(Records from a collection)
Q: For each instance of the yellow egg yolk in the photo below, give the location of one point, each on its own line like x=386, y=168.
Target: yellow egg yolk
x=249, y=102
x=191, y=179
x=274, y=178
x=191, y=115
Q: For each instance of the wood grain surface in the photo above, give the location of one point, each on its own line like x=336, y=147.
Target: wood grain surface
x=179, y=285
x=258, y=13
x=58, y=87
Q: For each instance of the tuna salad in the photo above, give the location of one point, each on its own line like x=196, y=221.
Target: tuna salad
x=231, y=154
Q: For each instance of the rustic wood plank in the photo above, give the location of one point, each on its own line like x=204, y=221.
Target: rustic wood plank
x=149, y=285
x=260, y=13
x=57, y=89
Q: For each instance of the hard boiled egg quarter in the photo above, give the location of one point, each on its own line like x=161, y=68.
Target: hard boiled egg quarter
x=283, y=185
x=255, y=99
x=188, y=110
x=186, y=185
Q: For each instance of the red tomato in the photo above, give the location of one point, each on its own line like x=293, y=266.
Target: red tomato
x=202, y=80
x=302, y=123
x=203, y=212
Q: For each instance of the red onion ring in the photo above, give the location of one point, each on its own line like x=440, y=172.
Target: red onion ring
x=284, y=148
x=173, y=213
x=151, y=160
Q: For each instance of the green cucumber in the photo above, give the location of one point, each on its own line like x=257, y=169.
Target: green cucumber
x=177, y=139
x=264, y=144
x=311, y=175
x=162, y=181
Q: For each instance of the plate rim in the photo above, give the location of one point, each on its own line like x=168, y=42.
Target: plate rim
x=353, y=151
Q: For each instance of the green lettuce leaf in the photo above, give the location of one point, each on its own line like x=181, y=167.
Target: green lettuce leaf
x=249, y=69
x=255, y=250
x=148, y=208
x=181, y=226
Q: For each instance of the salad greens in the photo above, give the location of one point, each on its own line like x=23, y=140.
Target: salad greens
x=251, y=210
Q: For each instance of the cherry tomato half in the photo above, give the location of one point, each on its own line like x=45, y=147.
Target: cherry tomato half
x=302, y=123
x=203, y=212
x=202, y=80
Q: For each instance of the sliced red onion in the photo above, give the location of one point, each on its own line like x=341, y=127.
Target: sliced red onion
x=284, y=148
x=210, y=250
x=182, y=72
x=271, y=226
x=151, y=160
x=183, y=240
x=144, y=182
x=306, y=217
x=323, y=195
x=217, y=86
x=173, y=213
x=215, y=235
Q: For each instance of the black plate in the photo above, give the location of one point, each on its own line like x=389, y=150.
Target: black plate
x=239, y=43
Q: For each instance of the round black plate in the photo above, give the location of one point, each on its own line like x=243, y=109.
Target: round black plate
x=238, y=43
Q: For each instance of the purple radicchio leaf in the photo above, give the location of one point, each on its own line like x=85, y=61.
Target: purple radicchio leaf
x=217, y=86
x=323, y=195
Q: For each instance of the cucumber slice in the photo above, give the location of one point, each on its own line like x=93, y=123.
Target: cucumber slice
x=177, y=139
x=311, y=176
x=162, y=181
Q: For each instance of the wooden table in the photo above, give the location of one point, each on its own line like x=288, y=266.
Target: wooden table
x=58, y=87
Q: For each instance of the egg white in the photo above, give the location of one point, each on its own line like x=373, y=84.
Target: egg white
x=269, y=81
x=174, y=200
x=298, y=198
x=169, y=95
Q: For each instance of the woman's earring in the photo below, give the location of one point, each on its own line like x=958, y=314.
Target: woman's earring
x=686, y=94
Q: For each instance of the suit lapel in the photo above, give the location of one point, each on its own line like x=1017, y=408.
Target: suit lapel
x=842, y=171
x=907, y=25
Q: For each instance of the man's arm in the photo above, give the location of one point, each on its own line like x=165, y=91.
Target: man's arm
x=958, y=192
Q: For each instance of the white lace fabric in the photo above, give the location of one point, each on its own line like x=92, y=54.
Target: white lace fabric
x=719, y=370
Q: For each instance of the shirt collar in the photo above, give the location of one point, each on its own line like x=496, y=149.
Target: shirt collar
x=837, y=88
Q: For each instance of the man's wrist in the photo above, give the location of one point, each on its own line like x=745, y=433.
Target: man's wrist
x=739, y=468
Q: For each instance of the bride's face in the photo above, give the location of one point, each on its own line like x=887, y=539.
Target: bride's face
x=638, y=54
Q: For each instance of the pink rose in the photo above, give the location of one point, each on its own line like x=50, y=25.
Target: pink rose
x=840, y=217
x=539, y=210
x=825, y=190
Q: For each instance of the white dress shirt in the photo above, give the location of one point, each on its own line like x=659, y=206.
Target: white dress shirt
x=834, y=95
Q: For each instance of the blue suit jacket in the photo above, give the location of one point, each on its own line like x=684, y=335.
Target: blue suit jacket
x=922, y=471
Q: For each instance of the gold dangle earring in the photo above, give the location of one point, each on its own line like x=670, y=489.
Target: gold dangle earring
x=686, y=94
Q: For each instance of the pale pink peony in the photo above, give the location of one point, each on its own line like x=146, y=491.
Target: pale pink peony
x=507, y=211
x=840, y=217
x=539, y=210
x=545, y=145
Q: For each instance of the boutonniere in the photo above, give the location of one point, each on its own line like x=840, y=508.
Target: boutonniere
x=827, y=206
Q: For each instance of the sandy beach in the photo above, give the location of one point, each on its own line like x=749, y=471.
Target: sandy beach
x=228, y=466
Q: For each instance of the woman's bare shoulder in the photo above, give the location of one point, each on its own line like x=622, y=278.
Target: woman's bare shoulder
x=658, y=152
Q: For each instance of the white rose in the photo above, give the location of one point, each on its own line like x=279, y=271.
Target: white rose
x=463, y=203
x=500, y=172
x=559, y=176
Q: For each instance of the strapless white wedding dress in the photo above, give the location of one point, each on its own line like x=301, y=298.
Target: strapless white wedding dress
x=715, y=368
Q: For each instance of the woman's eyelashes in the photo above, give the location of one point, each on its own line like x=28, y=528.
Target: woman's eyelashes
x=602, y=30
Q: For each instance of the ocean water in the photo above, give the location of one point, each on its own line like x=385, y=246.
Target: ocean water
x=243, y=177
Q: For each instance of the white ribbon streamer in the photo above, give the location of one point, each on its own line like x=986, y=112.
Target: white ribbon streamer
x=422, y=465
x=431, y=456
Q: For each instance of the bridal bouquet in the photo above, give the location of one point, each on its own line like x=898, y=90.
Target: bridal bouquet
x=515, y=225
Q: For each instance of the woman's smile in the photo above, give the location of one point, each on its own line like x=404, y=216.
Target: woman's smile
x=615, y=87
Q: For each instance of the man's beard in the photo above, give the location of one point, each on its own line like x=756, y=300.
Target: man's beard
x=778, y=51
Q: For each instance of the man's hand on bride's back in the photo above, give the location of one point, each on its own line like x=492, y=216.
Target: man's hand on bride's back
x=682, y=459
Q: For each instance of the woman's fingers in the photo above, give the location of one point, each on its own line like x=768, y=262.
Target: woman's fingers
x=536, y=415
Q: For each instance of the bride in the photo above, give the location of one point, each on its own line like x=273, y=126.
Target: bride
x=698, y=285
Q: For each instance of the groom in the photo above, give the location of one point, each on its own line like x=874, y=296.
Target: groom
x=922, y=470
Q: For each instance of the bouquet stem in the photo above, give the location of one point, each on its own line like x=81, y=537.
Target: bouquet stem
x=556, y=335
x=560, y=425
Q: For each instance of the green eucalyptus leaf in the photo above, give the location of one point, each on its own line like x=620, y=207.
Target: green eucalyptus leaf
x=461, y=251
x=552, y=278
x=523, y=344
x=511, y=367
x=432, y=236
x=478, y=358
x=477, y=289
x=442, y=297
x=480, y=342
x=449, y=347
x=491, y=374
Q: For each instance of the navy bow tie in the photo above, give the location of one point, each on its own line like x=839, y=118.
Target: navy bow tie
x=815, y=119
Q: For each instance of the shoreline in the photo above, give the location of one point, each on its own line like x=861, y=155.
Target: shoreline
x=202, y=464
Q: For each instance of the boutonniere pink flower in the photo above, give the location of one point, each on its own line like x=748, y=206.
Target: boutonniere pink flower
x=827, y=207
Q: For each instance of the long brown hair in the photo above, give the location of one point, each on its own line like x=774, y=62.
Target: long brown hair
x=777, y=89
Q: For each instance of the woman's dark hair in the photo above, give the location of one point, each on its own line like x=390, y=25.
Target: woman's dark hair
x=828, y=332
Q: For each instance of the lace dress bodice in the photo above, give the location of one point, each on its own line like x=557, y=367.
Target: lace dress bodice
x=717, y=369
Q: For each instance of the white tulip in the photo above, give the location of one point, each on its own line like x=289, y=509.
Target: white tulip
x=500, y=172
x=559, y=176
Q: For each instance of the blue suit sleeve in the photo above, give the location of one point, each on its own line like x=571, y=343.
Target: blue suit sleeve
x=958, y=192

- What is needed
Write out the lines from the one containing "Q: For each instance of the woman's dark" through the one containing "x=828, y=332", swapping "dark hair" for "black hair" and leaving everything else the same.

- Finished exercise
Q: For each instance of the woman's black hair in the photo above, give the location of one point, each on its own line like x=390, y=25.
Target: woman's black hair
x=828, y=332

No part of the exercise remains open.